* start Exercise input *

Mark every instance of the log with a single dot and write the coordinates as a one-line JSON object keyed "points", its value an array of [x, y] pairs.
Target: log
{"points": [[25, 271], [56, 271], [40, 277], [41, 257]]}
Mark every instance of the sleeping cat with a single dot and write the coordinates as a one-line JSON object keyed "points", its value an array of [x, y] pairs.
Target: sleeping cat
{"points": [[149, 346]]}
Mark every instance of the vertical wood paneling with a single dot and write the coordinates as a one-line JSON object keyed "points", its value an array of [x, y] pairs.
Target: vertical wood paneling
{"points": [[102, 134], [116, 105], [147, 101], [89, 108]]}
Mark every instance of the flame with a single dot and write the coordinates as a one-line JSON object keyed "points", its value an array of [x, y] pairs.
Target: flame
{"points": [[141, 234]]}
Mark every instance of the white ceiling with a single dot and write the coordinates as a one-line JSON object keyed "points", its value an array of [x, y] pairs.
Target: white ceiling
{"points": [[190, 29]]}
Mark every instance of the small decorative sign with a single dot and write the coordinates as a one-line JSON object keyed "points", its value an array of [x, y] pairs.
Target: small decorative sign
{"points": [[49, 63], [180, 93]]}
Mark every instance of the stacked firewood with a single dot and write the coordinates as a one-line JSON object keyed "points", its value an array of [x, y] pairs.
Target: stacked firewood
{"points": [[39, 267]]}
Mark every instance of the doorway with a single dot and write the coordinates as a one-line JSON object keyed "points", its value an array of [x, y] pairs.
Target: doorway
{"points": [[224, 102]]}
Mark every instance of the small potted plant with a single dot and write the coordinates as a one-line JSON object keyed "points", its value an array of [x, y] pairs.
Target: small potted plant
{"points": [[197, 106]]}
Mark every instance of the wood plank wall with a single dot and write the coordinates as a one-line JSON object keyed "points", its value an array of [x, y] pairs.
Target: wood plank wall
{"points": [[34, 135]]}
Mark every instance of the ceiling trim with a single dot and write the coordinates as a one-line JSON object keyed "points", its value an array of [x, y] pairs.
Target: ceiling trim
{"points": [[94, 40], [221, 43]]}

* end Exercise input *

• _Required task_: Copy out the lines from the line containing "Mark every instance of the small decorative" to the end of the listing above, without alteration.

• _Answer for this exercise_:
Mark every instance of the small decorative sign with a single dot and write the coordinates as a one-line JSON object keyed "points", its value an array of [x, y] pairs.
Target: small decorative sign
{"points": [[49, 63], [180, 93]]}
Mark every instance of the stacked firewood with a single dot and write the coordinates as a one-line JSON object keyed "points", its value an array of [x, y] pairs.
Target: stacked firewood
{"points": [[39, 267]]}
Mark every instance of the doorway with a single dot and write the coordinates as a one-line JSON object keyed "points", its value an array of [x, y] pairs.
Target: doorway
{"points": [[224, 102]]}
Mark every instance of the small potted plant with a single dot and write the coordinates as a one-line JSON object keyed "points", its value an array of [x, y] pairs.
Target: small potted plant
{"points": [[197, 106]]}
Mark every instance of the wood plank wall with a single dot and write the coordinates as a one-line JSON object keyed "points", its value an array of [x, y] pairs.
Target: wood plank wall
{"points": [[34, 135]]}
Mark every instance of the ceiling trim with a single dot and write the coordinates as a one-line JSON object keyed "points", its value an array of [x, y] pairs.
Target: ceiling trim
{"points": [[94, 40], [221, 43]]}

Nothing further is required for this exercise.